── Text under study

How can I convince my mother's doctor to keep her out of a rehab facility?
What can I do or say to my mother's doctor, who wants to release her from the hospital to a rehabilitation facility? This is the second time around. The first visit was a disaster and Mother came out sicker than when she went in. Mother had a fall and cannot walk or feed herself.
This is a little hard to answer without having more details, but a few things come to mind. Have you tried an honest and direct talk with your mom's doctor, expressing your observations about her prior experience in rehab? Are there other family members who can join you at this talk, offering their support? Your mom's doctor will need medically viable alternatives to a rehabilitation facility, such as adequate in-home care, or a different facility or nursing home. Maybe you can do some research for places where you think your mom might have a more positive experience, and offer these as options. You should include your mom in these discussions as much as possible. Legally, the decision is hers and the doctor must honor her wishes. If you, your mom (and any other involved family members) present her doctor with a reasonable option to the rehabilitation experience she had before, one that makes medical sense, the doctor should take it seriously. This should include staying at home, with necessary care.

────
── Entries provided

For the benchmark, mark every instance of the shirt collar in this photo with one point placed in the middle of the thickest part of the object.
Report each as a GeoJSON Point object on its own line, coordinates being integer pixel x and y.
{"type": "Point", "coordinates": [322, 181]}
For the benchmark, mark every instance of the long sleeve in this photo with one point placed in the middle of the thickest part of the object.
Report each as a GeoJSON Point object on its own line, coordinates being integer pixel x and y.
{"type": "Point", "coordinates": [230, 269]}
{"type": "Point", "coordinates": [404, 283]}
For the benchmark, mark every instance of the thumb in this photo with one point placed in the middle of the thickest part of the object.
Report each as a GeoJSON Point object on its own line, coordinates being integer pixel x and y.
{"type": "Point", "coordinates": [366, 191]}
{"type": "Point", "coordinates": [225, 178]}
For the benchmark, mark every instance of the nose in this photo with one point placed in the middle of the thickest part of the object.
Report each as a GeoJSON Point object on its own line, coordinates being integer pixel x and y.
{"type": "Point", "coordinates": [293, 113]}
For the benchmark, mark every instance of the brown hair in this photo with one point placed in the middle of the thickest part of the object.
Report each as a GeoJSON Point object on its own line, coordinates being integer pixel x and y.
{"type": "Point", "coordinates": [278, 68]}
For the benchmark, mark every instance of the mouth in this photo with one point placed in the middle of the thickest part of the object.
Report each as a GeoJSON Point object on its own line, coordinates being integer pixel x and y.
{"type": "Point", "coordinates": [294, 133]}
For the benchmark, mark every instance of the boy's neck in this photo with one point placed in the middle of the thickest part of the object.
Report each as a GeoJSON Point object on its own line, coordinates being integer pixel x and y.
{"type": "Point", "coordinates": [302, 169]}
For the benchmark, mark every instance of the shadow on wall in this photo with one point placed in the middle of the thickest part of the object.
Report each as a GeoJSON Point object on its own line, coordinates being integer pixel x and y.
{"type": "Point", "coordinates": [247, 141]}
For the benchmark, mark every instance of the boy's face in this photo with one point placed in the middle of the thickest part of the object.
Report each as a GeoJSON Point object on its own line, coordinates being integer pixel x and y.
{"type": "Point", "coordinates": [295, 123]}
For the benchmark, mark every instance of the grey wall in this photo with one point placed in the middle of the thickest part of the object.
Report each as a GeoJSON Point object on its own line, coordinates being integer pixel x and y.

────

(Exercise tasks):
1) In the text on keeping a mother out of a rehab facility, what alternatives to a rehabilitation facility does the sentence beginning "Your mom's doctor will need medically viable alternatives" list? Give each one.
2) What does the rehab facility text say the mother cannot do since her fall?
3) Extend the text about persuading a mother's doctor to skip a rehab facility, starting after its final sentence.

(Answers to the tasks):
1)
- Adequate in-home care
- A different facility
- A nursing home

2) She cannot walk or feed herself.

3)
One more thing: You don't say if medical insurance is playing a role in the doctor's decisions, but he may be limited to certain rehabilitation facilities by your mom's medical plan. It's also possible her health coverage won't fund in-home care. It will be helpful for you to know these things as you look for alternatives. If, for example, your mom's medical coverage won't pay for in-home care, can the family pay for this? (In some states, Medicare allows family members to be paid in-home care providers.) As for the choice of rehabilitation facilities, some insurance plans have wiggle room with this, but you may need to push for your preference.
By the way, give yourself a big pat on the back for advocating for your mom during this time of her life.